▶ TASK BRIEF: Match the string "query" against each line below, and copy every line that matches.

▶ EXTRACTED RECORDS:
◇ ◇ ◇ ◇

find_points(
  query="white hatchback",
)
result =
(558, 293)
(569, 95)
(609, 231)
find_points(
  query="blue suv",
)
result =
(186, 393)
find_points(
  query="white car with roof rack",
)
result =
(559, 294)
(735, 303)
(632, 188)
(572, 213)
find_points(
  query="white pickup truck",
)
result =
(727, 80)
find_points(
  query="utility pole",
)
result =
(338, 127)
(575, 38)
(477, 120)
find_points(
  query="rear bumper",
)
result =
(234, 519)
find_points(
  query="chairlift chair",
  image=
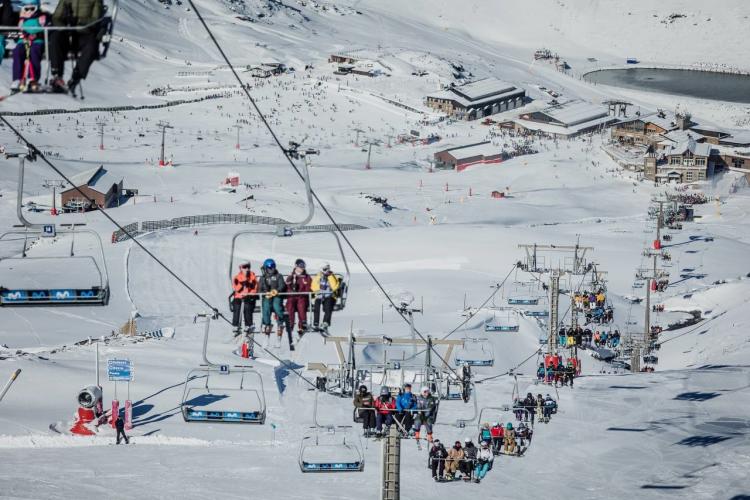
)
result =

◇ ◇ ◇ ◇

▶ RESULT:
  query="white hatchback",
  query="blue suv",
  query="white car with roof rack",
  query="white pickup truck",
  query="utility pole",
  query="rear bumper",
  query="chairlift chair",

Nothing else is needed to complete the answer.